— Start —

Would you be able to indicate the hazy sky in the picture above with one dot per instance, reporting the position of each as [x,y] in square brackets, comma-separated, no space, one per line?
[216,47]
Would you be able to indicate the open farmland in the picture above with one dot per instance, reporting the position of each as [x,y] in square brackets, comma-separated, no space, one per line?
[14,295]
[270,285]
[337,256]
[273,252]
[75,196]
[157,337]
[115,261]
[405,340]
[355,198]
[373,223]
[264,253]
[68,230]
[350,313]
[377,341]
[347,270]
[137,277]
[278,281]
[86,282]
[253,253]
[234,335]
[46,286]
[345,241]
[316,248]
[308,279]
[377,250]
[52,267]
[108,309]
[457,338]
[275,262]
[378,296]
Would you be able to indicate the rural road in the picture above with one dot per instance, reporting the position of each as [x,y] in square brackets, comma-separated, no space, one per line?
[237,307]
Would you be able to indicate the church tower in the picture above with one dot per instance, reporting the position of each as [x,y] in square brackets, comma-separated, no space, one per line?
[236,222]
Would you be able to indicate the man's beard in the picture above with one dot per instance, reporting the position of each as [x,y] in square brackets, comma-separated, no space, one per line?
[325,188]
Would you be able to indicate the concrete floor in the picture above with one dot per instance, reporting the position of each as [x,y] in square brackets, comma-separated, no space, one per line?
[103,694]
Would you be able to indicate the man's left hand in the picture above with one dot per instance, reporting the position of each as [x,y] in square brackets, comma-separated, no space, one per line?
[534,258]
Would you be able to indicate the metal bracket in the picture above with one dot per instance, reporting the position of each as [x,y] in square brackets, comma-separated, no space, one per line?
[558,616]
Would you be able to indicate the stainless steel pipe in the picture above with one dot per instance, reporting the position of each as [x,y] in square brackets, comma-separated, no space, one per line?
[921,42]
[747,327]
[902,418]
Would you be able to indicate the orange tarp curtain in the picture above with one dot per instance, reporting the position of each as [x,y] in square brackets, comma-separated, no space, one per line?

— End —

● Challenge
Starting at the line of the material above that contains "Would you be able to indicate the metal" and continuing through the last line of the material, rewrite every line, requests included, shifting each coordinate in the answers up by 90.

● Reply to the exercise
Would you be able to indicate the metal bracket in the picture above with one dot per instance, reporting the position of each as [x,y] in square brackets, comma-separated, no space, one per line?
[648,706]
Would you be able to indicate the stainless steel pipe in the picture above with one dot per instance, reporting the position of each as [x,y] in square brackets, comma-separated, no space, one per line?
[1011,132]
[837,417]
[992,508]
Would you be able to indicate the orange tarp curtain in the picture above with one dot per instance, reporting the position of each as [x,y] in square brackets, comma-separated, no space, one per line?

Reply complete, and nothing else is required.